(Task) Reproduce word for word the part of the records that opens with their very first line and closes with the line containing "371 270 615 323", including both of those lines.
== Provided records ==
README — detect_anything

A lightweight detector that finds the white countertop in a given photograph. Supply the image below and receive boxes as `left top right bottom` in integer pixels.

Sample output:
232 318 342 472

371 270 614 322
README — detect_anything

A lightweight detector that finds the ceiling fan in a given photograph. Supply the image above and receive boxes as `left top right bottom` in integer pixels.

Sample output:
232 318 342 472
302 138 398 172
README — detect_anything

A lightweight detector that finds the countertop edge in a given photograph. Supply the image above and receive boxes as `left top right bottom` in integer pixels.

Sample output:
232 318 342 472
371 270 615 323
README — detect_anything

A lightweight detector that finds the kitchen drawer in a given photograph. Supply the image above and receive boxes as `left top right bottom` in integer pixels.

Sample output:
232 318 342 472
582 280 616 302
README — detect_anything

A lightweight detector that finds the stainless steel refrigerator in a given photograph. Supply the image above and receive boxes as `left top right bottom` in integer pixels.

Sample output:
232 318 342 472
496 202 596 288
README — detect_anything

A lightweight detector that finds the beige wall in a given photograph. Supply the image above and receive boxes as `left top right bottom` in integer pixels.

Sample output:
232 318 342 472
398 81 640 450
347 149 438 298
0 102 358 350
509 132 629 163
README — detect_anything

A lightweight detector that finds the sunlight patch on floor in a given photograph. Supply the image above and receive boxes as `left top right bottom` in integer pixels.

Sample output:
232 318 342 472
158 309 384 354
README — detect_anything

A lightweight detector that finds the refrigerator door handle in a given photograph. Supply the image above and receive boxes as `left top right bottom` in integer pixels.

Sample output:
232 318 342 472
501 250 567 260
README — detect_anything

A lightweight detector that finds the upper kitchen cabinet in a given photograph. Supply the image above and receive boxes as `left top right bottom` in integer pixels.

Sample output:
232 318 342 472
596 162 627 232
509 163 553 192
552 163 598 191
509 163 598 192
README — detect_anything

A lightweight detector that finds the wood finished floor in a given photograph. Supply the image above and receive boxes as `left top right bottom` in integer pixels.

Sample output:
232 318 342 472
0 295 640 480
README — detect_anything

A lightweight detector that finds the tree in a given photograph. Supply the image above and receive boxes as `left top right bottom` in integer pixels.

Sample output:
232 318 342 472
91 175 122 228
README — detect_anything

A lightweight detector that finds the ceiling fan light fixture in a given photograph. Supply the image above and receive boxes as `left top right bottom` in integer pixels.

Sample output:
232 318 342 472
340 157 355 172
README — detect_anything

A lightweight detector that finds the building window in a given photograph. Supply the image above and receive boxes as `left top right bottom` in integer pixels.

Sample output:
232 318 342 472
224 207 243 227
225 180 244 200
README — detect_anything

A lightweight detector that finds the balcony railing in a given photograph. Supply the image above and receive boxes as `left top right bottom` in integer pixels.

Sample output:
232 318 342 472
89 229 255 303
===
(Correct result)
README — detect_anything

A lightweight detector that finds the white countertop in a given photograph. Supply the image below and receive boxes as `left top right bottom` in integer pixels.

Sample output:
232 318 342 472

371 270 614 322
README — detect_anything

A lightweight detector that finds the ceiling fan in a given photograph. Supply the image above and receive boxes as `left top right bottom` in integer pixels.

Sample output:
232 318 342 472
302 138 398 172
README — detect_anything

A lightweight detector that finds the countertop edge in a given photograph. Supply the image above and receive boxes as `left top right bottom` in integer pixels.

Sample output:
232 318 342 472
371 270 615 323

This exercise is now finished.